How many lines in the rows that follow contain the string "below"? Case counts, and the reply should be the number alone.

Start of Data to process

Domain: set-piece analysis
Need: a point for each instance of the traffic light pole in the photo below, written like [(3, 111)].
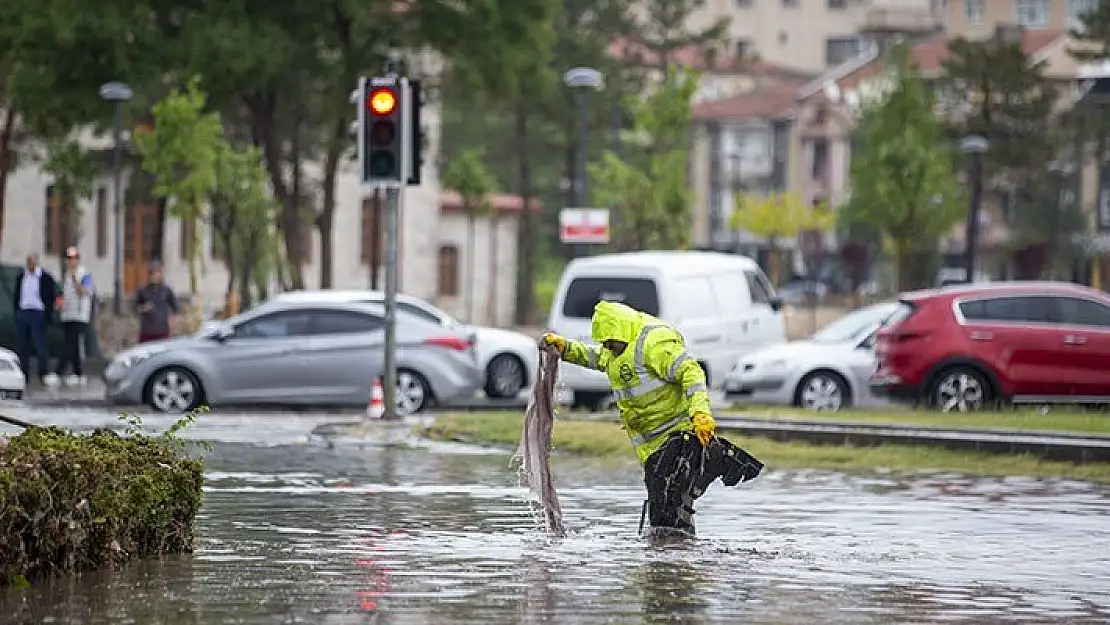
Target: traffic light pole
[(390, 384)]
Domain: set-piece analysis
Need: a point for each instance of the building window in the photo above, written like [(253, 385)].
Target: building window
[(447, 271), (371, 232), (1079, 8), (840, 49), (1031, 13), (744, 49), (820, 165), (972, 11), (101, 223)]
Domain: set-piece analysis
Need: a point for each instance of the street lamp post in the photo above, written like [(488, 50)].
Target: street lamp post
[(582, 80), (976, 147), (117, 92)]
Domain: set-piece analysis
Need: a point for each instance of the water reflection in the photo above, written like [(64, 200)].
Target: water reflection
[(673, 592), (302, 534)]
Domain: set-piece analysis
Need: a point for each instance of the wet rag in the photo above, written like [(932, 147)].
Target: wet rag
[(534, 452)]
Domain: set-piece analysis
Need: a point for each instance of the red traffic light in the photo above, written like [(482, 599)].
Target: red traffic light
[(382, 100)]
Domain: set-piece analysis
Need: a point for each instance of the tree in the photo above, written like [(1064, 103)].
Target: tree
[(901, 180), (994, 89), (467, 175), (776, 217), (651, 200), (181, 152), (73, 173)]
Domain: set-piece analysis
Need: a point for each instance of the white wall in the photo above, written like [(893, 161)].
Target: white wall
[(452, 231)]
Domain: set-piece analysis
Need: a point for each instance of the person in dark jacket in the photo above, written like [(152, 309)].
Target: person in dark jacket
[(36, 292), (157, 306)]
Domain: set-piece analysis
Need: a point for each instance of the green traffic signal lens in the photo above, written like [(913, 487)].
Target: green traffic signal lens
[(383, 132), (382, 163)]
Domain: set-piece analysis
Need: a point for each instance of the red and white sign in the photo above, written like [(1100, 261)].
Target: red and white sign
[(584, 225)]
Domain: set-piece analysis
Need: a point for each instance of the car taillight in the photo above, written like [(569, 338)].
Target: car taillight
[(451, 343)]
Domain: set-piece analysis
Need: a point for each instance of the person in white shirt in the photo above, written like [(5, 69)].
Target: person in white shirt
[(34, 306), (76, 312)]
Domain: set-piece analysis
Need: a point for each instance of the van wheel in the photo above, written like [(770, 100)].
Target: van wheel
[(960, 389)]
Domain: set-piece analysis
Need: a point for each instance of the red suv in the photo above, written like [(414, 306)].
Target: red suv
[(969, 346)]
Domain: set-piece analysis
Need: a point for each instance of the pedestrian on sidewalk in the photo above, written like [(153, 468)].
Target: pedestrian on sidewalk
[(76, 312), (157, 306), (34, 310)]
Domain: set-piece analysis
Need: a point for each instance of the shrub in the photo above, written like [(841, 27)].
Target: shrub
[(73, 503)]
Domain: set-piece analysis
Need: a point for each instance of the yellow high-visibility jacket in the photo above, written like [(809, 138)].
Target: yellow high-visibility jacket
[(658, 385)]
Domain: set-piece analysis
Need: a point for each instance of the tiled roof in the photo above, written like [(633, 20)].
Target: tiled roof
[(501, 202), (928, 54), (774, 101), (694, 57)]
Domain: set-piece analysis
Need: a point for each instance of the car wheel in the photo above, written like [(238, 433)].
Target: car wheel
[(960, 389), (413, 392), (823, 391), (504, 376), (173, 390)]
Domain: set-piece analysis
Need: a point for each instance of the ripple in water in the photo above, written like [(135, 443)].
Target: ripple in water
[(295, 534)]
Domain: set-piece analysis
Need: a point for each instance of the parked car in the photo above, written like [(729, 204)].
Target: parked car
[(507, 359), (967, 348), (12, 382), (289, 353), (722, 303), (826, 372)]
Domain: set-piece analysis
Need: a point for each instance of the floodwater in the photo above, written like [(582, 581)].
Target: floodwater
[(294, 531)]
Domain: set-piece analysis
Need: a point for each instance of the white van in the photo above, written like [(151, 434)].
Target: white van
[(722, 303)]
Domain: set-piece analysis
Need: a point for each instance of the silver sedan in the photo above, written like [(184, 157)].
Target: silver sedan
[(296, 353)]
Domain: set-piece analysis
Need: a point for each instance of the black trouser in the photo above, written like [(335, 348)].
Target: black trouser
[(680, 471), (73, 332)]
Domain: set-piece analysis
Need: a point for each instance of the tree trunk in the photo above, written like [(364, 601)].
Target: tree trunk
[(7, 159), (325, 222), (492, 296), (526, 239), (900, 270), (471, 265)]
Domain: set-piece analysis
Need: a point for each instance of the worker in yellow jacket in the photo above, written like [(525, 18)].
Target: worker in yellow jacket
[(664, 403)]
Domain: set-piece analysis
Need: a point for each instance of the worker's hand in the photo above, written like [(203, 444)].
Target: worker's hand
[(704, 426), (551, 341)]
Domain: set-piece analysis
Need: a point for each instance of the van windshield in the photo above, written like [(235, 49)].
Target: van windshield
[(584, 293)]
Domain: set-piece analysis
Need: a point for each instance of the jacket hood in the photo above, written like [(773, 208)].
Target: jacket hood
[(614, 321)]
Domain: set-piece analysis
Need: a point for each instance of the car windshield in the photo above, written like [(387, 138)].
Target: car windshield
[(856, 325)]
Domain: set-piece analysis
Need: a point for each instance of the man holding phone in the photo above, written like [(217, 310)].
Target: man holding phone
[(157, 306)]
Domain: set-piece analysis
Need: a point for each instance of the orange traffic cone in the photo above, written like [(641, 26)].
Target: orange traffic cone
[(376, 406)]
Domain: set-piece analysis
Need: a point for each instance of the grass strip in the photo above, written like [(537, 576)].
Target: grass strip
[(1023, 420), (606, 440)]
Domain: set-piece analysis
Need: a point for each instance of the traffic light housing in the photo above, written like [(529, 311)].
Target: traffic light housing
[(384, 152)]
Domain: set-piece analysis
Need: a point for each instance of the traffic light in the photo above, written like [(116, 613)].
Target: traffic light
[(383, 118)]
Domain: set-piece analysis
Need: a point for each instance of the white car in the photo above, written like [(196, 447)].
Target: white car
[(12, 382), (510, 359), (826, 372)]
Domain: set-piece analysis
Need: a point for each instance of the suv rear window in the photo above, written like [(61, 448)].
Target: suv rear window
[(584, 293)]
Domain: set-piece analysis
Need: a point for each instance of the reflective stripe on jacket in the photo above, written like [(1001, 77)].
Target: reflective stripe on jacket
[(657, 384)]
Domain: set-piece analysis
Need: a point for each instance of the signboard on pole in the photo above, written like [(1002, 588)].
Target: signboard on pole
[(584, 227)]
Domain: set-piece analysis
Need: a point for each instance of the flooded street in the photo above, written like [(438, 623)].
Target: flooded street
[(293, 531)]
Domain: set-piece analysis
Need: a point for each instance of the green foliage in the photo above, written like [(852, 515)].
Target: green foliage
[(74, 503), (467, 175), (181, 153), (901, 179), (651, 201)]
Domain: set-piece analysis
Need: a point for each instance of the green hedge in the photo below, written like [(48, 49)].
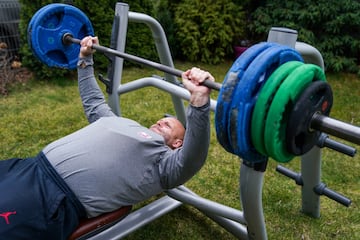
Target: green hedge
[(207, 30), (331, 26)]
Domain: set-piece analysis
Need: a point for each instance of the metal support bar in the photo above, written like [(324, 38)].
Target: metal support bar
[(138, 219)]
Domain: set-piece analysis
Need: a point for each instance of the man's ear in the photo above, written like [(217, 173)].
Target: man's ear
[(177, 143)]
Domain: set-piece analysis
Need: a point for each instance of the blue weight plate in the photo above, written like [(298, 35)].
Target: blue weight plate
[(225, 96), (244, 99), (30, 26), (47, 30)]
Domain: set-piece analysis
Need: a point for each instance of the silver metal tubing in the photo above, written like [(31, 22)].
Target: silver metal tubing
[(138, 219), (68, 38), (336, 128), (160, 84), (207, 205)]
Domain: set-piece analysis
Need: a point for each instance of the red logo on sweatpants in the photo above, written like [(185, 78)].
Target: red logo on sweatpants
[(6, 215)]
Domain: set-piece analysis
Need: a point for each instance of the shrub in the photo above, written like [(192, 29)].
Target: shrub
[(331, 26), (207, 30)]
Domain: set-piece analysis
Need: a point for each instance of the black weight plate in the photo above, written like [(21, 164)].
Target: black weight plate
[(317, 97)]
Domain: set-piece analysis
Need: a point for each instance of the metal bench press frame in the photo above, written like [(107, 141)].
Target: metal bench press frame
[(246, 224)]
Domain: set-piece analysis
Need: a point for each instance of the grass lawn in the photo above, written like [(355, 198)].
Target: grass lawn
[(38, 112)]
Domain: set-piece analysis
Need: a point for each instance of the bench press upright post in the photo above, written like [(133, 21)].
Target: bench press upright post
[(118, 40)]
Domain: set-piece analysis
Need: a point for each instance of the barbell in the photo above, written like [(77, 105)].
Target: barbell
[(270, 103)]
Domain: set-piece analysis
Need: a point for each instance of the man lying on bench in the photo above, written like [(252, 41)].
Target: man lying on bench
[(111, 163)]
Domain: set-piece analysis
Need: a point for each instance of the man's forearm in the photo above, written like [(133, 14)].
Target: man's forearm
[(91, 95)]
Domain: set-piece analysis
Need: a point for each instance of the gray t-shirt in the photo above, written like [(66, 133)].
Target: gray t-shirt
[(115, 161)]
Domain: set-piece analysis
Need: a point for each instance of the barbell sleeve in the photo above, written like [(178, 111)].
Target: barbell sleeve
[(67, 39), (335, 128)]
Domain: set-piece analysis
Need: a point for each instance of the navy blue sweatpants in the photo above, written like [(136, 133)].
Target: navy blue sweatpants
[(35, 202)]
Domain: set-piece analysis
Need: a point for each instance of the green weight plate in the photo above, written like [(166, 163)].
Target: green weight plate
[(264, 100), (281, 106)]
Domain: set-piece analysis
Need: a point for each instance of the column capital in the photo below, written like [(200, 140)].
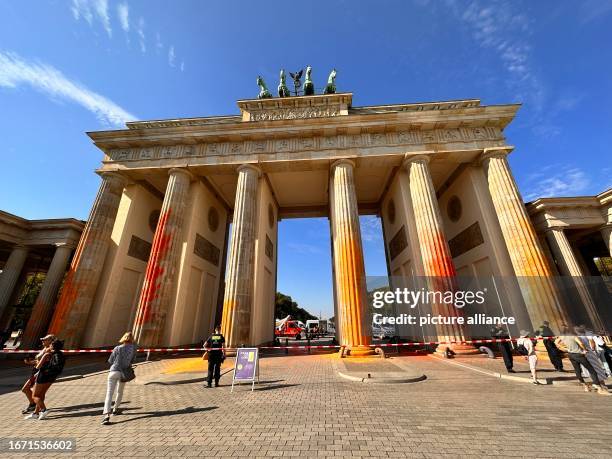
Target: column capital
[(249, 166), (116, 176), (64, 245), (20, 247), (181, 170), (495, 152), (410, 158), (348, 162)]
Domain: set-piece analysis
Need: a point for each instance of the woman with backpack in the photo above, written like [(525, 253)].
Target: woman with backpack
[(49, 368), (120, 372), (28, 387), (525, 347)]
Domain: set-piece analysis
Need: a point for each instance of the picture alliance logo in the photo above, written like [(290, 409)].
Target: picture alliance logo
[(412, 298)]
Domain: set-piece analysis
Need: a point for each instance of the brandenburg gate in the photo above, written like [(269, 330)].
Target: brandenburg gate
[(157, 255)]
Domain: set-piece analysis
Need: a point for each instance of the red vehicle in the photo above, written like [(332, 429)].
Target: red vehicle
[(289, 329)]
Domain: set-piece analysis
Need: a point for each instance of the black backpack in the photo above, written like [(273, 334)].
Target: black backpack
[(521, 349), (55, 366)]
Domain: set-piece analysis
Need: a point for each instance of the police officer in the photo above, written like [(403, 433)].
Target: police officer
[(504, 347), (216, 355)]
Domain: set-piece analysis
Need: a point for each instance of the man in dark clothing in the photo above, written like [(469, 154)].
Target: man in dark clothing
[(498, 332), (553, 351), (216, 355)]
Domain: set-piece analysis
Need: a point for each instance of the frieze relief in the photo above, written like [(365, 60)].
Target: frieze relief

End of Data to process

__Problem solution__
3